### Problem set
1) Rewrite the croquet dispute commentary between "To her credit, Cr" and "make it happen.", inclusive, and change "forums" to "workshops".
2) Using the croquet dispute commentary, answer these questions:
(a) Who put forward the urgency motion?
(b) In which ward is the Cherry Street facility located?
(c) What has the mayor already done about the decision?

### Supplied passage

---*---

COMMENT: This is no April Fool’s Day joke — and ratepayers are entitled to better.
Ballina Shire Council is about to hold an extraordinary meeting on a croquet dispute — despite having no power to change the outcome.
Under NSW Government guidelines, extraordinary meetings are reserved for urgent or significant matters that cannot reasonably wait until the next scheduled meeting, and the resolution calling such a meeting is expected to clearly outline that urgency.
In this case, it is difficult to see where that urgency lies.
Cherry Street Sports has made its position clear, the mayor has already written seeking reconsideration, and the response has been equally clear — the decision will stand.
That should, in any practical sense, have been the end of the matter.
Instead, it is being brought back for debate through an urgency motion put forward by the Greens’ Kiri Dicker, with the support of C Ward councillors Simon Chate and Therese Crollick.
Notably, none of the councillors backing this motion are from A Ward, where the Cherry Street facility is located, and that in itself is telling.
While councillors are elected to represent the whole shire, there has long been a convention in Ballina that, particularly when invoking urgency, councillors tend to stick to their patch and focus on matters within their own ward — the areas they know best and where their direct accountability lies.
This is not their patch.
Yet they have chosen to step into a dispute outside their ward and elevate it to the level of an extraordinary meeting, despite knowing that council has no authority to compel a different outcome.
At the same time, there are very real and pressing issues within their own wards that demand attention.
Community organisations and sporting groups, particularly across the plateau, continue to struggle for members, volunteers and long-term sustainability, and those challenges have been well documented.
To her credit, Cr Dicker was part of an earlier push to work with council staff and the community to organise forums aimed at helping local clubs survive and grow — an initiative that recognised the genuine pressures facing grassroots organisations.
That work mattered, and it should have continued.
It hasn’t happened in C Ward, because councillors there including Chate and Crollick have not taken the lead to make it happen.
Yet they have found the time to involve themselves in this dispute.

---*---

### Extracted information

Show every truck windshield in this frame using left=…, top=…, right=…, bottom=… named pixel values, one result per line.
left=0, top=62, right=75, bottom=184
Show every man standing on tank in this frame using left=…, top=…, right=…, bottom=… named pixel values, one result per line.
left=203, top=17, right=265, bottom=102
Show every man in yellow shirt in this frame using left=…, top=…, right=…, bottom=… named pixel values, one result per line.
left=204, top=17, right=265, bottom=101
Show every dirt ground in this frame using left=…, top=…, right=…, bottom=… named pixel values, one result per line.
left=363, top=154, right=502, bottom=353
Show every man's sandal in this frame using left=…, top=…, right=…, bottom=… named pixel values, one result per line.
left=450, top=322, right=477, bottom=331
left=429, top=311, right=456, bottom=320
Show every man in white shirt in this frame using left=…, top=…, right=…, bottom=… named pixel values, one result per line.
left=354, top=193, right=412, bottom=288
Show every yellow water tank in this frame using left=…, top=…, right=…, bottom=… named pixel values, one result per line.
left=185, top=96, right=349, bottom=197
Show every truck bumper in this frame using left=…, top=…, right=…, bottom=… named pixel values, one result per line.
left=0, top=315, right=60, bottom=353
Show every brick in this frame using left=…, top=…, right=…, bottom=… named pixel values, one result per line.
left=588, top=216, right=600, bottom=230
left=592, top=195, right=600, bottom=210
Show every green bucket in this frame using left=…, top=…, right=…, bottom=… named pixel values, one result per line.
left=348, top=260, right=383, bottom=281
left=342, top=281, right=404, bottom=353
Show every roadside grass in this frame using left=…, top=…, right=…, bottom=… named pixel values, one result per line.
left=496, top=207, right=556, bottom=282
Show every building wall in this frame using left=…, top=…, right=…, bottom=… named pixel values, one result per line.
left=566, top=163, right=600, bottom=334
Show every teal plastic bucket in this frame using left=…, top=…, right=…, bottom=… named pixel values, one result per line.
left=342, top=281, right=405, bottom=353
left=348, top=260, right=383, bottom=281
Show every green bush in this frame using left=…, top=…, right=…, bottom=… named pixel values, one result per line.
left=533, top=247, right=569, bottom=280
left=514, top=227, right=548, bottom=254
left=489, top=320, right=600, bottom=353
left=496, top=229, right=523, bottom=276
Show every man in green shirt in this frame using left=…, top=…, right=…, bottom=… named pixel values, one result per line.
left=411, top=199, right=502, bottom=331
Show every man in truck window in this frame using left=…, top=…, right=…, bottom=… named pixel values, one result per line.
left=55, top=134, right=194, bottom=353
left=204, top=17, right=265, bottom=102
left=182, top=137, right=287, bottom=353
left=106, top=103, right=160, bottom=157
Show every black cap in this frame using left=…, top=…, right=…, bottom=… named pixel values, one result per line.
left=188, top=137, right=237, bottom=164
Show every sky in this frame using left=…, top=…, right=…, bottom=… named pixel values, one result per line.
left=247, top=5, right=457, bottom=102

---*---

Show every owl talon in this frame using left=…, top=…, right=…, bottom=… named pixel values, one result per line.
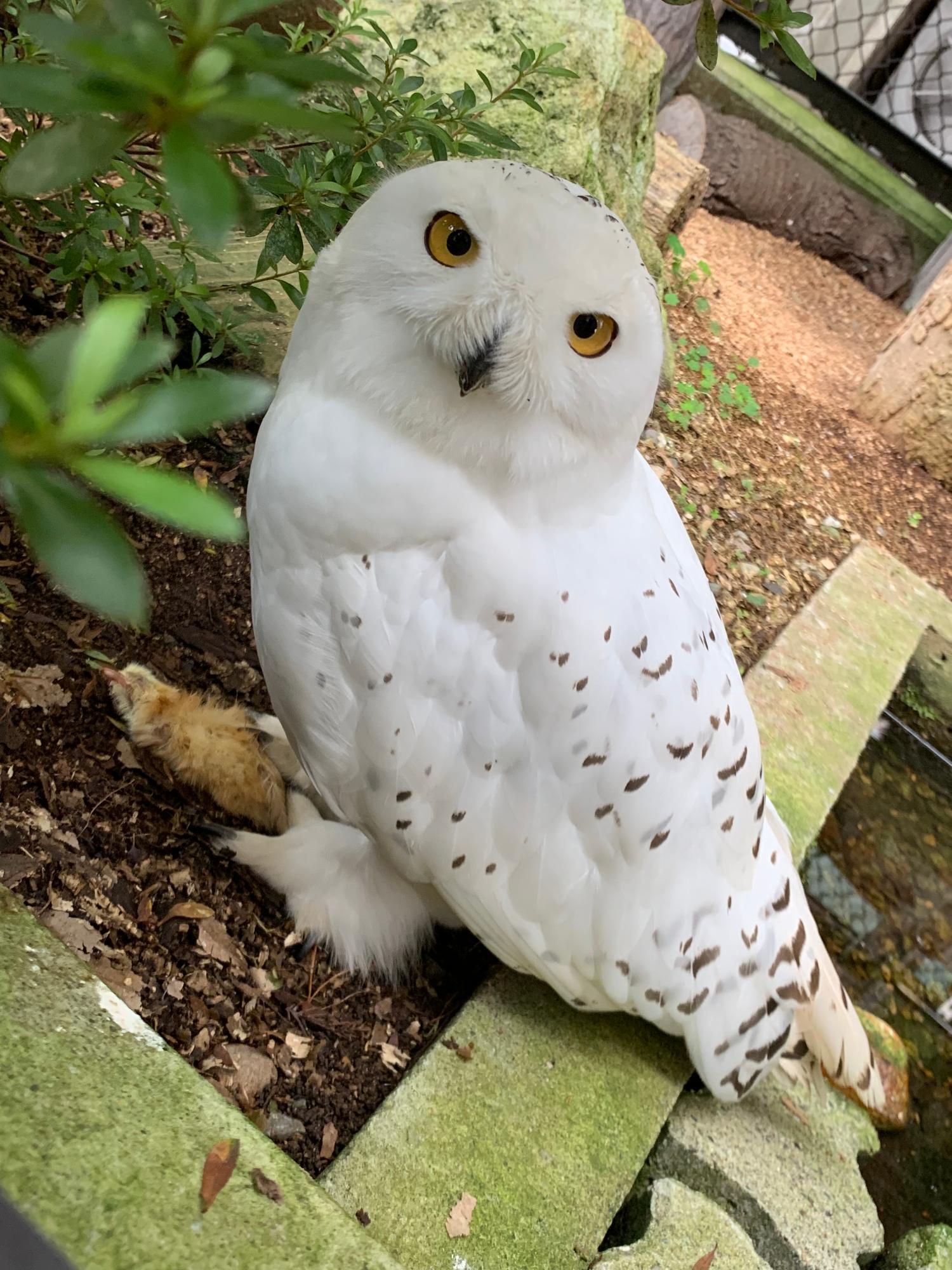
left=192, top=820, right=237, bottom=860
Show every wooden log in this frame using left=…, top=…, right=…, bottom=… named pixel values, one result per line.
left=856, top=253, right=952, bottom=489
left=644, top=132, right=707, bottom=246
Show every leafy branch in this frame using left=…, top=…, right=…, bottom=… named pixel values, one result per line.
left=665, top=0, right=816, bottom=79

---*---

### Exercise solutions
1)
To her credit, Cr Dicker was part of an earlier push to work with council staff and the community to organise workshops aimed at helping local clubs survive and grow — an initiative that recognised the genuine pressures facing grassroots organisations.
That work mattered, and it should have continued.
It hasn’t happened in C Ward, because councillors there including Chate and Crollick have not taken the lead to make it happen.

2)
(a) The Greens' Kiri Dicker.
(b) A Ward.
(c) The mayor has written seeking reconsideration.